That presented a scientific conundrum. Astronomers tend to resist explanations that depend on human good fortune. Why should we happen to live during some unique period in the history of the universe that has no antecedents and that will soon—in a few million years, that is—come to an end? In the case of Titan’s atmosphere, why should we happen to live during the short period of time, less than 1 percent of Titan’s total history, when methane is present? Astronomers tend to discount such possibilities. They looked instead for a different explanation.
The easiest way out of the conundrum seemed to be to propose the existence of a reservoir of Titanian methane, which must be replenishing what is continuously being consumed in chemical reactions. And the likeliest place for such a reservoir is on, or very close to, the surface.

☆ ☆ ☆ ☆ ☆ ☆ ☆

# Aim 1
Please list each thing the passage on Titan's methane says astronomers do or tend to do.
# Aim 2
According to the passage on Titan's methane, where is the likeliest place for a methane reservoir?

☆ ☆ ☆ ☆ ☆ ☆ ☆

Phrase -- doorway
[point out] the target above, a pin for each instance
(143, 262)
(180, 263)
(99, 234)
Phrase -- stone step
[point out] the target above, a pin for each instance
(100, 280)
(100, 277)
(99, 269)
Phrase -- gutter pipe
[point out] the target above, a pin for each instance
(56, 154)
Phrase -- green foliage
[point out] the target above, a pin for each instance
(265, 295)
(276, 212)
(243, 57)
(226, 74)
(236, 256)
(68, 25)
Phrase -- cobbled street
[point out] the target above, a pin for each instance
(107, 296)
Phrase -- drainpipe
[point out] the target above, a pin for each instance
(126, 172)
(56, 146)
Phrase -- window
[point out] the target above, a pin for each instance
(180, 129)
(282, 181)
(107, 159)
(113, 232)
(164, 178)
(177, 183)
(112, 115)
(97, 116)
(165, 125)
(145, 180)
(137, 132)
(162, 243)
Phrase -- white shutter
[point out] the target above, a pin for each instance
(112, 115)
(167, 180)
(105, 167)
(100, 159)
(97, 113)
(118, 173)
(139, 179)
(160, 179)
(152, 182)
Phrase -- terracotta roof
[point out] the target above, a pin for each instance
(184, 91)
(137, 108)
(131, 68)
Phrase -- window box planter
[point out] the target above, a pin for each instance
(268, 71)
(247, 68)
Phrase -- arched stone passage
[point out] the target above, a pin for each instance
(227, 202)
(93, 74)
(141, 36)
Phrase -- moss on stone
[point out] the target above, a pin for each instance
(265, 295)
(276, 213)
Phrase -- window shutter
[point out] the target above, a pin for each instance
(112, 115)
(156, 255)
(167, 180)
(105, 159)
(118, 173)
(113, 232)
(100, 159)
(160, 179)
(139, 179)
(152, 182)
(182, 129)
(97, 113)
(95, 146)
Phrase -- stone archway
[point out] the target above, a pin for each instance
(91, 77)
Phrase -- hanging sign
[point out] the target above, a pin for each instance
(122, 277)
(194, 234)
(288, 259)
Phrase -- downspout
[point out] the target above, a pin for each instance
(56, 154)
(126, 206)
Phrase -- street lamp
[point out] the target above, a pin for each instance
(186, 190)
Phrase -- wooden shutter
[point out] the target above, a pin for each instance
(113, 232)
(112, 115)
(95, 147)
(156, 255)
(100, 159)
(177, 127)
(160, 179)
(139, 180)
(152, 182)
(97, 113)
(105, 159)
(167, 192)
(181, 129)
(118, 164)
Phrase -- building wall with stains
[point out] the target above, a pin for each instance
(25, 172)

☆ ☆ ☆ ☆ ☆ ☆ ☆

# Exercise solution 1
- Resist explanations that depend on human good fortune
- Discount such possibilities
- Look instead for a different explanation

# Exercise solution 2
On, or very close to, the surface.